» **TASK INSTRUCTIONS**: Work out how many lines of the entries contain the word "countertop". Reply with the number only.

» **MATERIAL SUPPLIED**:
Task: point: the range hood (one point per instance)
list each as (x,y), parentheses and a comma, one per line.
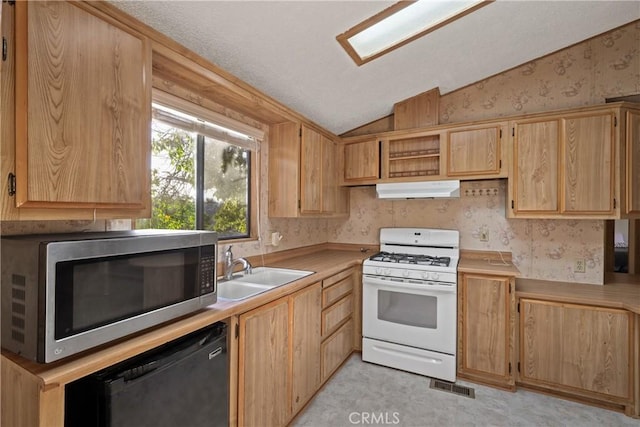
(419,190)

--

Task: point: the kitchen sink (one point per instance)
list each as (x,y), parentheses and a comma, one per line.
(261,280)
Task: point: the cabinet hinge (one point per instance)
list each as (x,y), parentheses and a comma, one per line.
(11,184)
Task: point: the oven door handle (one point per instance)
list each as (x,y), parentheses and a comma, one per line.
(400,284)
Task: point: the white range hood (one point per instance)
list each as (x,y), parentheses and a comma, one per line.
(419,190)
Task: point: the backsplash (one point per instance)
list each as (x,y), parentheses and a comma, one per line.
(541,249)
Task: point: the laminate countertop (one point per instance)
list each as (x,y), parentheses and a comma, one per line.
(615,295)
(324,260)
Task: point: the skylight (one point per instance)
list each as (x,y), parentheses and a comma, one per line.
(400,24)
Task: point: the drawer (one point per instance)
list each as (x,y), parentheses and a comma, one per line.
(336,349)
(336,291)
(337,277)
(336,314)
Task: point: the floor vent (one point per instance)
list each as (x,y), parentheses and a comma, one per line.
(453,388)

* * *

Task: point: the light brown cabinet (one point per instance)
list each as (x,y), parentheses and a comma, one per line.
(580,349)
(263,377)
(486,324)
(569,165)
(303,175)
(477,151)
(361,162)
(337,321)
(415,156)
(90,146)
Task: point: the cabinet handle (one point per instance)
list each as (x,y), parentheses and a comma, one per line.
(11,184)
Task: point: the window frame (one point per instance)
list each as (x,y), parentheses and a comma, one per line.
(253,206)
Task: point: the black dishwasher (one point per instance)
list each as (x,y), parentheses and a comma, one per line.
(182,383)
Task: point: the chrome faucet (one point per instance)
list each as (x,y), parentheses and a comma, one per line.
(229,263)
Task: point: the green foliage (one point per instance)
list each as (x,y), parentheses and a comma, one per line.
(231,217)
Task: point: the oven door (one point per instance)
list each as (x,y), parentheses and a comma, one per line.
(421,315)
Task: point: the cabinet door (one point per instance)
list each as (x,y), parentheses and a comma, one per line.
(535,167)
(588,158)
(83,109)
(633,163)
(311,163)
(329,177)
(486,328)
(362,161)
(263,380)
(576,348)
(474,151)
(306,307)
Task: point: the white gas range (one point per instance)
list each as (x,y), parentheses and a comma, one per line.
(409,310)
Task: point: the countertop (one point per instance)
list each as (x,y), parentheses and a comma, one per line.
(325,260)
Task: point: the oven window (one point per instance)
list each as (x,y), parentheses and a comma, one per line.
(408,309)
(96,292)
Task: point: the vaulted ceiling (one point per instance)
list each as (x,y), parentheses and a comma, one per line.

» **WRITTEN ANSWER**: 2